Select each row below that contains the word "sweater" and copy those rows out in full.

** begin Information provided **

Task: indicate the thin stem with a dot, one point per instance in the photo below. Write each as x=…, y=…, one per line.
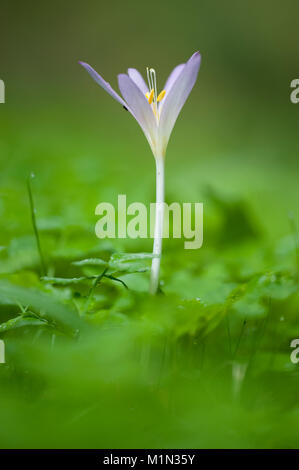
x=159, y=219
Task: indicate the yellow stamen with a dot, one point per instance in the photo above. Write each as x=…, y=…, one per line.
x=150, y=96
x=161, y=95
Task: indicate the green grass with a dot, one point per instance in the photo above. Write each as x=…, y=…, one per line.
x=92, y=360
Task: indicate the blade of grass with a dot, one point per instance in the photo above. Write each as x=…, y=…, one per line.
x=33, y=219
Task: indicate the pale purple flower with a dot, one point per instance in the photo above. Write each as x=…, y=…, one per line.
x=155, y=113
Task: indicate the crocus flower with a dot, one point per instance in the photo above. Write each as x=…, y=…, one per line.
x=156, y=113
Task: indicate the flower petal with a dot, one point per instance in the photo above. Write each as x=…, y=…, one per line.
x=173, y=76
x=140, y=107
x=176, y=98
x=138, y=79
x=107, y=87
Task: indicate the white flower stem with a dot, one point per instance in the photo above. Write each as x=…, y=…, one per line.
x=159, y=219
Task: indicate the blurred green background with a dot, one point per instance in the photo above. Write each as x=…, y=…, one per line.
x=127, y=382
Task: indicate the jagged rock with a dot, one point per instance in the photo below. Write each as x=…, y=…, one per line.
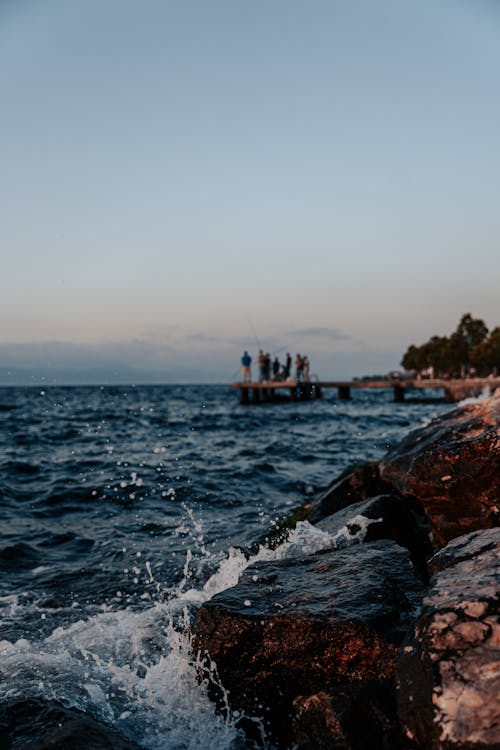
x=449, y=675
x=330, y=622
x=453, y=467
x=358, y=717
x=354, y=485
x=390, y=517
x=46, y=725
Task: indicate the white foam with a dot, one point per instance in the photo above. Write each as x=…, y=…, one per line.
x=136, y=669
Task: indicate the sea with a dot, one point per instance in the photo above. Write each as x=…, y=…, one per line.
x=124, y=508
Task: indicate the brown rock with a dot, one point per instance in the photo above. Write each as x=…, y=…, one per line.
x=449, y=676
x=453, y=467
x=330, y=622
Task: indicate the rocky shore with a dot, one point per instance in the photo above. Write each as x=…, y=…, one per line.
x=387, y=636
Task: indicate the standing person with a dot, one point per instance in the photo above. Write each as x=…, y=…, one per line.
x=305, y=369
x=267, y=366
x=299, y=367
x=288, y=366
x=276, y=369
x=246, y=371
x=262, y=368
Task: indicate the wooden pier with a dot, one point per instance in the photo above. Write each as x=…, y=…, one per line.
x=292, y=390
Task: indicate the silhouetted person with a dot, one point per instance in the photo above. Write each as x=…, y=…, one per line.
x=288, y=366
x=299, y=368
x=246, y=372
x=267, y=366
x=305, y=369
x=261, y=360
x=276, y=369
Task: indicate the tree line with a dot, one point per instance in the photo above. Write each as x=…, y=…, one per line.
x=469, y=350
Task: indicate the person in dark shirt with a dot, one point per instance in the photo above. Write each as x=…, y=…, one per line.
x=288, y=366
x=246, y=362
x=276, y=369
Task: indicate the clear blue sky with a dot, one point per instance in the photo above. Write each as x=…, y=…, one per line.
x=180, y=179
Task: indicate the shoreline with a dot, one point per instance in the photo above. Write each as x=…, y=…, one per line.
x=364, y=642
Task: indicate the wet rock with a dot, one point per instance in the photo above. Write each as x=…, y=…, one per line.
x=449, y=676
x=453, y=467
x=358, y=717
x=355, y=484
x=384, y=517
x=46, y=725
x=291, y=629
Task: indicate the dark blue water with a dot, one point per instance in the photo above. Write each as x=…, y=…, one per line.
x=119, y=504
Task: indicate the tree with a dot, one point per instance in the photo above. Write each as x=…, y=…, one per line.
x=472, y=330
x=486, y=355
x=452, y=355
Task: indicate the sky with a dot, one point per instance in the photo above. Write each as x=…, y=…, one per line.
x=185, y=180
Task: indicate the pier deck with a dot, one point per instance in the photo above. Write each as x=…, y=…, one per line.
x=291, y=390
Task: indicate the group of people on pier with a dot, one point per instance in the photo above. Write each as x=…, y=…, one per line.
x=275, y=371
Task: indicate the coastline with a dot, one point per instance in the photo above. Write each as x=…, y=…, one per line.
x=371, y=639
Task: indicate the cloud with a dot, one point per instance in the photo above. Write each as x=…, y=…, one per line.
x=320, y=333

** end Information provided **
** begin Information provided **

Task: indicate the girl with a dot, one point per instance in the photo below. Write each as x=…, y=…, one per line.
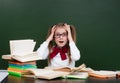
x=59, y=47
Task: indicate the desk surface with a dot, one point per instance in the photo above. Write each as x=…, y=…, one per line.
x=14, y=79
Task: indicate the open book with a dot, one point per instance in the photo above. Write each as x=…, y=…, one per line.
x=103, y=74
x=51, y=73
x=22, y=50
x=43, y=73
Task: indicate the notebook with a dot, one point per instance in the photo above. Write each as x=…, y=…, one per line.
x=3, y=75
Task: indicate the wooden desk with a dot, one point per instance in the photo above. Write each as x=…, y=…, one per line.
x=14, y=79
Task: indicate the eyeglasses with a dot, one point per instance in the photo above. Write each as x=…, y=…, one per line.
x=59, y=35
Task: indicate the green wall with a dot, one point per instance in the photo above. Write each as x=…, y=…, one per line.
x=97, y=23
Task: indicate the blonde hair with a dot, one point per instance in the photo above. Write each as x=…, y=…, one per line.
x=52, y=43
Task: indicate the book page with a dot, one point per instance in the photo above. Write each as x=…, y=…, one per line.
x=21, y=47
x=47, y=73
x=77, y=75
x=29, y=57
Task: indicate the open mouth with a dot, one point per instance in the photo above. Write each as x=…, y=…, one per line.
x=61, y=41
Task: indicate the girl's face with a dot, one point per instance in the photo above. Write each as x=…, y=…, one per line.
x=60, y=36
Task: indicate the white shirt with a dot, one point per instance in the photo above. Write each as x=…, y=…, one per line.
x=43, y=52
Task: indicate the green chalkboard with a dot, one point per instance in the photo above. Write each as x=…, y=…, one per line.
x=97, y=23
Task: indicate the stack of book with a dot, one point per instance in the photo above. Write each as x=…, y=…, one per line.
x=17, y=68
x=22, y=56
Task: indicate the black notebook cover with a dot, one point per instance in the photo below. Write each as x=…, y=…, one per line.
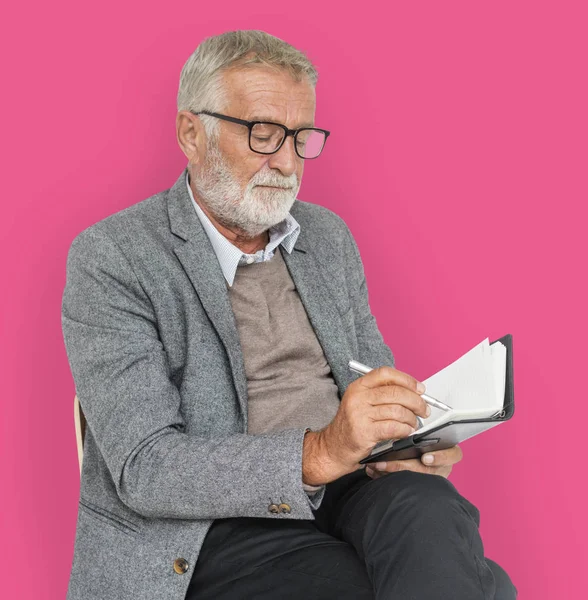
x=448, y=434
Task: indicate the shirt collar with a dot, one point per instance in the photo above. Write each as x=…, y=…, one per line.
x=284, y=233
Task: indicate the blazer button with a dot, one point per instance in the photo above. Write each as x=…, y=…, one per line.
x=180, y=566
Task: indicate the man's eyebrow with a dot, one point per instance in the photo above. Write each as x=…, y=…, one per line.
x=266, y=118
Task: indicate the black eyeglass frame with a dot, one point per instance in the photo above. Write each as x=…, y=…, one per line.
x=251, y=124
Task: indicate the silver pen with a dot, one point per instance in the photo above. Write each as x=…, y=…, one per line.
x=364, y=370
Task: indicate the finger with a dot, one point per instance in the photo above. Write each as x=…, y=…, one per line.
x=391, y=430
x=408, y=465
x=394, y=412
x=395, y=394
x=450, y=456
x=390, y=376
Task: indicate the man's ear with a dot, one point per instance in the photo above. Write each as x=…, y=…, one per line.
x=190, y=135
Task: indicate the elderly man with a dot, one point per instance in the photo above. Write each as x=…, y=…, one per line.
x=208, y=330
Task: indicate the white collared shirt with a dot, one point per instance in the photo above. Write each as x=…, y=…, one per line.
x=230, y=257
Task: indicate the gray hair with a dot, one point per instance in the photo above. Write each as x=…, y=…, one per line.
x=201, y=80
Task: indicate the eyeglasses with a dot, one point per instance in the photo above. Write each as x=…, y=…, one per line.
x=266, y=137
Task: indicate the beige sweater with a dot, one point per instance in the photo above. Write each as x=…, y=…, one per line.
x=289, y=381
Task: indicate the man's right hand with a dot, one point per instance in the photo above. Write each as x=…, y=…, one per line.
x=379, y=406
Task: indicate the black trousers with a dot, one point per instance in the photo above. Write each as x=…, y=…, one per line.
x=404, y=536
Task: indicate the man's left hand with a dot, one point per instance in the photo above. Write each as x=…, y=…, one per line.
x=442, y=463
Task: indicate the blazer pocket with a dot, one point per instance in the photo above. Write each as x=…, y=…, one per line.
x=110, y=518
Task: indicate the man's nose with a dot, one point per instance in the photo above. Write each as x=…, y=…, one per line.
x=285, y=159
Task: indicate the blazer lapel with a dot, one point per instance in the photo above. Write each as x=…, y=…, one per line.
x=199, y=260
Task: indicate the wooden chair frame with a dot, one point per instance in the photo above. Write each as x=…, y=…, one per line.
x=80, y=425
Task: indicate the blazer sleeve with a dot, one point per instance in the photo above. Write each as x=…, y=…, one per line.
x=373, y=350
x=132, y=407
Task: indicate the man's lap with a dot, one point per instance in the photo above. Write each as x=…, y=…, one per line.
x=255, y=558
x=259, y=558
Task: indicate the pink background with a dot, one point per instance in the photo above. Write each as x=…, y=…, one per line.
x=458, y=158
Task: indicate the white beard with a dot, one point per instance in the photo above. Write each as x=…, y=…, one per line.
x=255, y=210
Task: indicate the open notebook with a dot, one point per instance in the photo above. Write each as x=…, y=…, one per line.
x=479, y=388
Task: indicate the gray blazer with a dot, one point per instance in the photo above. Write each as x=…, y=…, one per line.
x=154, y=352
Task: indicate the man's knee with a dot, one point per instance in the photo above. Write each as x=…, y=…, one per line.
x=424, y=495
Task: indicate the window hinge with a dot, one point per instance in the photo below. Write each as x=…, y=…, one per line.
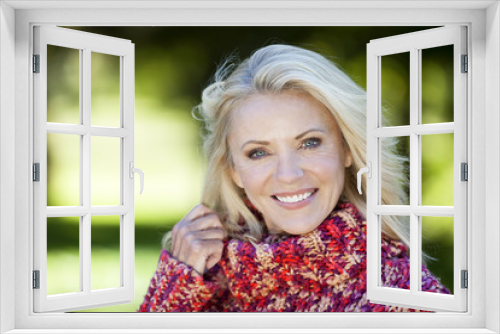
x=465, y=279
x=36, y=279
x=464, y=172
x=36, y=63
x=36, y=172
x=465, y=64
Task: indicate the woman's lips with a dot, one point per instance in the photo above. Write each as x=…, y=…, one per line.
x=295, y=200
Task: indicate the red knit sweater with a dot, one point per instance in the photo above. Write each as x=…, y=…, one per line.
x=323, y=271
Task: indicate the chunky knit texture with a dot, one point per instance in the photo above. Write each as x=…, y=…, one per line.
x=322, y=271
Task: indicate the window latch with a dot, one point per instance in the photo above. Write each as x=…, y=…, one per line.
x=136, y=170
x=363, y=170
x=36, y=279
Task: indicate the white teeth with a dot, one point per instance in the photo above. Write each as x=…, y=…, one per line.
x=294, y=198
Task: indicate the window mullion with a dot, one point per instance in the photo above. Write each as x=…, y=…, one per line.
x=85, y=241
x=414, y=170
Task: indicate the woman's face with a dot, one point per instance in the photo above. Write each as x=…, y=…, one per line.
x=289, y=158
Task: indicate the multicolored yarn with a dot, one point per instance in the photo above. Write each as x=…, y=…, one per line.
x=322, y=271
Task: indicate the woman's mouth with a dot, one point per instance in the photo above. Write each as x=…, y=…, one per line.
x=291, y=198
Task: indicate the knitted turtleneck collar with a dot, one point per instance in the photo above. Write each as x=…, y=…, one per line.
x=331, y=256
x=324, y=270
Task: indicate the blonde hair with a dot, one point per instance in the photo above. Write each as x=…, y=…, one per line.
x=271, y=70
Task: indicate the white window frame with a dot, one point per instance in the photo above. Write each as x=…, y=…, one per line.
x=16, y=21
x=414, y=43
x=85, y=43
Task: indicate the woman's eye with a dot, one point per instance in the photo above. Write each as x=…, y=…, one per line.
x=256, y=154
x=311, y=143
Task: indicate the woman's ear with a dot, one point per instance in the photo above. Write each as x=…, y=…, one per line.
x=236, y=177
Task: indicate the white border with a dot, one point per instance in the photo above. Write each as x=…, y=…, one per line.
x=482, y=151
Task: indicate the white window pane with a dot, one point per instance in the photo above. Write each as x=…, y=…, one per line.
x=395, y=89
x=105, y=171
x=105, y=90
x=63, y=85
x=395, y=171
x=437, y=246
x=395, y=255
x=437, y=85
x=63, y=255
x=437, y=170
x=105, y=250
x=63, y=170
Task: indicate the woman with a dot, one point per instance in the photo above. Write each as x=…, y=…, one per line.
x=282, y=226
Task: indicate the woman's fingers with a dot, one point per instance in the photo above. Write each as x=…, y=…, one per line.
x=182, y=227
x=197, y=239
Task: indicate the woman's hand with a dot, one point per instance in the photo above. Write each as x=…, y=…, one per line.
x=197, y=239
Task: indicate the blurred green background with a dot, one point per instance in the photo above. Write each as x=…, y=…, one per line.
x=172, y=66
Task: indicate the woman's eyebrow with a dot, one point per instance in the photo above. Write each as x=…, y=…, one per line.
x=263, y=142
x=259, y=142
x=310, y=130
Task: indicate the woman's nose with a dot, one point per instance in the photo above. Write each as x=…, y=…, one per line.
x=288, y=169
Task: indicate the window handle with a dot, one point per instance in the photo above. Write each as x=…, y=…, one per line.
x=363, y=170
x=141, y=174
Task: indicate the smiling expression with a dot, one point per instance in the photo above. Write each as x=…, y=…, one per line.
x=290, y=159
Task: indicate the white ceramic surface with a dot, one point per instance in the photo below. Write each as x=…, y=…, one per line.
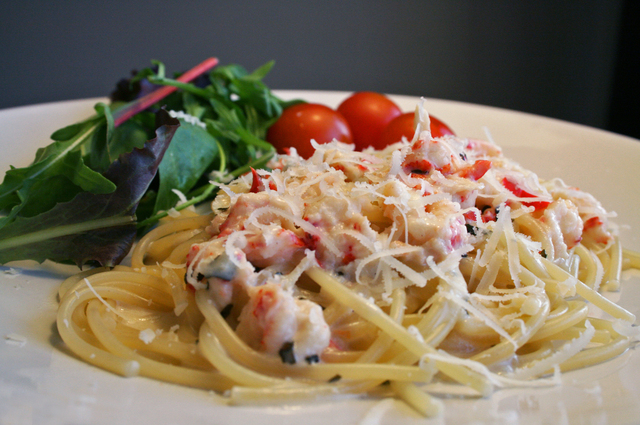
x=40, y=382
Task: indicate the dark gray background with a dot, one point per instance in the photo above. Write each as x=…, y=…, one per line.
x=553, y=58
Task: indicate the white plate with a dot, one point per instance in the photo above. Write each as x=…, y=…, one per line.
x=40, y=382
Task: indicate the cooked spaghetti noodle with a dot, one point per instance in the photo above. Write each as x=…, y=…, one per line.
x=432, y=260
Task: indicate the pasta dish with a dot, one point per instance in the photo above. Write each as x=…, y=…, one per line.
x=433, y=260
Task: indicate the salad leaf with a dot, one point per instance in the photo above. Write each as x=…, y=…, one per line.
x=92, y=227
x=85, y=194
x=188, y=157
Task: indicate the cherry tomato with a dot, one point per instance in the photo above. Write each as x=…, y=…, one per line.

** end Information provided **
** begin Information provided **

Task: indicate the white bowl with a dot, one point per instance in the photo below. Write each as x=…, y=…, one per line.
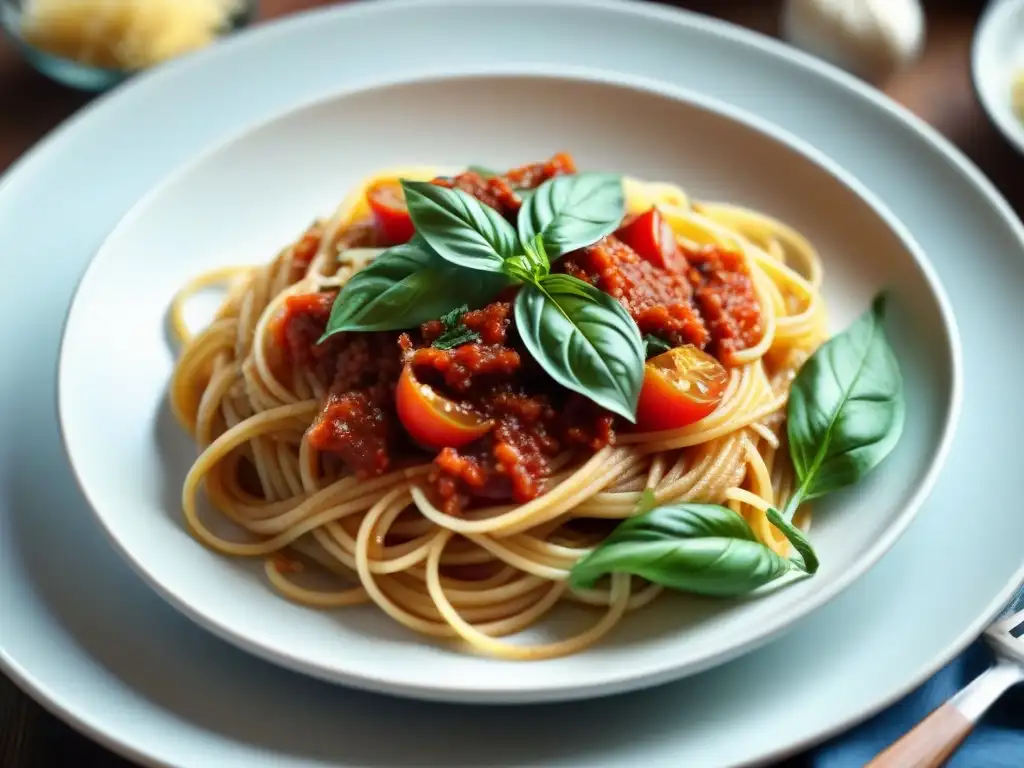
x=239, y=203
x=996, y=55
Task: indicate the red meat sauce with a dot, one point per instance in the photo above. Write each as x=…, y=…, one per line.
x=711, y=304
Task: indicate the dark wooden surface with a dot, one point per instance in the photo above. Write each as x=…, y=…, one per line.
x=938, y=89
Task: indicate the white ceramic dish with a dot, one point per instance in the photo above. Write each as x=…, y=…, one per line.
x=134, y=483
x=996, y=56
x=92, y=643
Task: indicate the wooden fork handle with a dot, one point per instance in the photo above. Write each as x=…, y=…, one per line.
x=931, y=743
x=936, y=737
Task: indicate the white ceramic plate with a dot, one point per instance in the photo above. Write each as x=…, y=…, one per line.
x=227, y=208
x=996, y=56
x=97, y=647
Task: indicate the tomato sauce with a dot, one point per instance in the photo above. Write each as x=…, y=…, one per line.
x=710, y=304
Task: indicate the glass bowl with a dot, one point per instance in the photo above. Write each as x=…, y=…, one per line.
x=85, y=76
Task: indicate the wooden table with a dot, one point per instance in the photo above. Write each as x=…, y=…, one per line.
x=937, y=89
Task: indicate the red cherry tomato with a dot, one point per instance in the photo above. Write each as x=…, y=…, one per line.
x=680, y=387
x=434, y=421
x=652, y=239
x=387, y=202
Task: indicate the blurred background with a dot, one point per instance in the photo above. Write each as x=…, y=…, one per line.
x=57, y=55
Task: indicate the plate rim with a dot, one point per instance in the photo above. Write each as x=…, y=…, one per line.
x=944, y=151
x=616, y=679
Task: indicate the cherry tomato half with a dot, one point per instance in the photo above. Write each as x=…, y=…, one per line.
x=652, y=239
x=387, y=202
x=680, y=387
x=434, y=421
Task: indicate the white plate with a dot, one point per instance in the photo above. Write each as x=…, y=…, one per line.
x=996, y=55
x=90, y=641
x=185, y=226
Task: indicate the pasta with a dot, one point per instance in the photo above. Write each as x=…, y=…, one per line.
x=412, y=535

** end Information provided **

| Result of the exercise |
Task: indicate the beige sweater with a dot, one point per instance in the photo above. Write each as x=…, y=…, one per line.
Task: indicate the red knit sweater with a dot, one point per instance in the photo above. Write each as x=…, y=…, one per line.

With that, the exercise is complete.